**WHAT THE TASK REQUIRES:** Copy out every line of the items below that contains the string "bunny". Case counts.

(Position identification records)
====

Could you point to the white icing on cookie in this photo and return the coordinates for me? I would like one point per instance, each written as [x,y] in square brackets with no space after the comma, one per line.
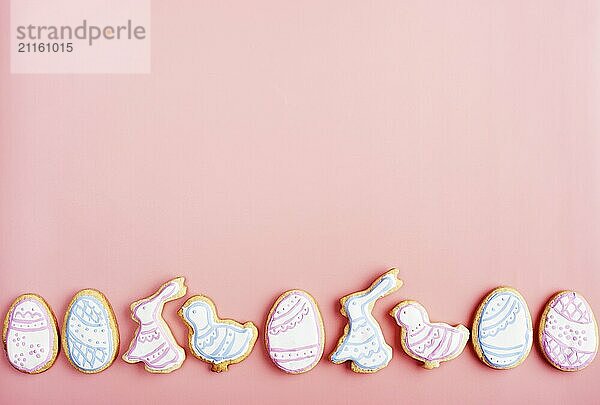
[362,342]
[295,336]
[153,343]
[30,334]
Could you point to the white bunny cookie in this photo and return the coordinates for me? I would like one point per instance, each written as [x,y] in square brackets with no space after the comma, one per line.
[154,344]
[362,342]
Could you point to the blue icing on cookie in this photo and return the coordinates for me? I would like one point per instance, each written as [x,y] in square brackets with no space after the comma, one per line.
[504,332]
[214,340]
[89,334]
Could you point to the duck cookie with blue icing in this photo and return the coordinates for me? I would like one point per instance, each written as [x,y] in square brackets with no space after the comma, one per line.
[220,342]
[502,329]
[154,343]
[362,342]
[90,334]
[30,334]
[426,341]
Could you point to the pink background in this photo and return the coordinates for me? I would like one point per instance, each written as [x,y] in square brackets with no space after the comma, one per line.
[313,145]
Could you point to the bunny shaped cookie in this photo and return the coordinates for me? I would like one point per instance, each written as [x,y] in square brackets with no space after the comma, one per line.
[154,344]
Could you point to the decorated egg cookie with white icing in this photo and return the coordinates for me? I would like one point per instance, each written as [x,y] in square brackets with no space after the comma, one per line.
[220,342]
[90,335]
[295,337]
[362,342]
[568,332]
[30,334]
[502,329]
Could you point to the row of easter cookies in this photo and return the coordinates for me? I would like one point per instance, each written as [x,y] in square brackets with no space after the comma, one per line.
[502,332]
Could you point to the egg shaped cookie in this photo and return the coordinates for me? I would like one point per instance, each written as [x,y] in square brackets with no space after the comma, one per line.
[30,334]
[502,330]
[90,334]
[568,332]
[295,336]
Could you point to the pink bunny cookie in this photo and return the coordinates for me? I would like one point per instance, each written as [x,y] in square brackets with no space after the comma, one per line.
[154,344]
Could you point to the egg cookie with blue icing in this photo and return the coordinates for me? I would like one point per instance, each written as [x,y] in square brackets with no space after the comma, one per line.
[429,342]
[30,334]
[220,342]
[90,333]
[362,342]
[502,332]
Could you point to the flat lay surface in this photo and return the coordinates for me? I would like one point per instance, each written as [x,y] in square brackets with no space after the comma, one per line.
[312,145]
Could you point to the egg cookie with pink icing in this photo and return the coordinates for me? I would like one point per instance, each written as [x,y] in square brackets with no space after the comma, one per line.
[30,334]
[426,341]
[295,336]
[568,332]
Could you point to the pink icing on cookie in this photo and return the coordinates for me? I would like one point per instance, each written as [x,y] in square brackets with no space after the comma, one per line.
[569,336]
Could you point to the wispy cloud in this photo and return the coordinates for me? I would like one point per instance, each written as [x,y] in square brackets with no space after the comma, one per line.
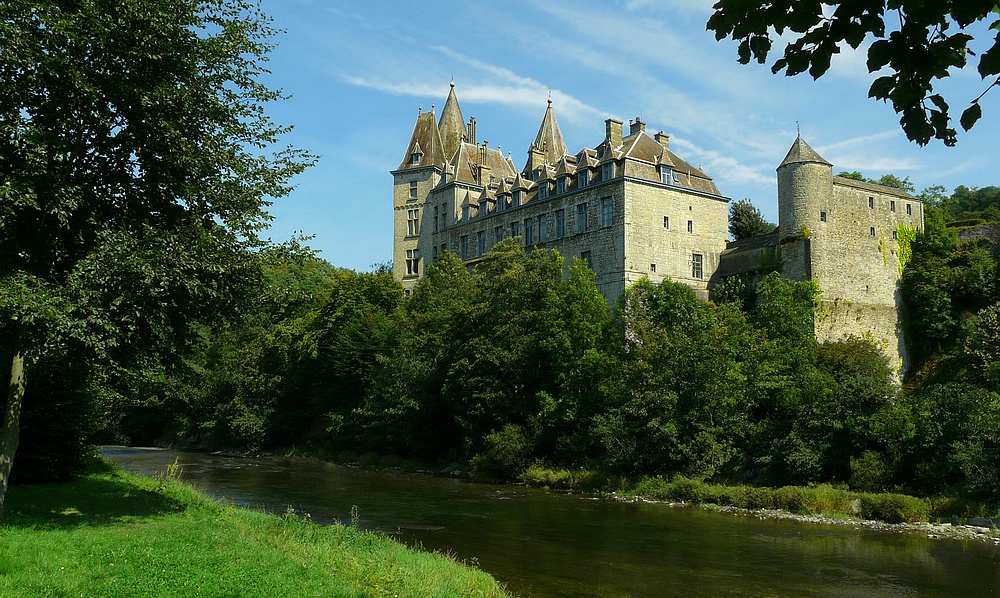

====

**RESPONSE:**
Could you point to the white bunny cookie in this photo and return the coordinates for me? I would like one point per instance, each written as [x,y] in square brackets with no space after the comma, one per line.
Could you point to the bunny shaped cookie in this photo and return the coordinates for me? I would like one point per instance, each written as [x,y] in square brackets with no space after the comma, one per line.
Could you point to the pink bunny cookie in this photo and return the coordinates for me? I would like one point per instance, each written as [x,y] in square brackets with no space after the comma, one per line.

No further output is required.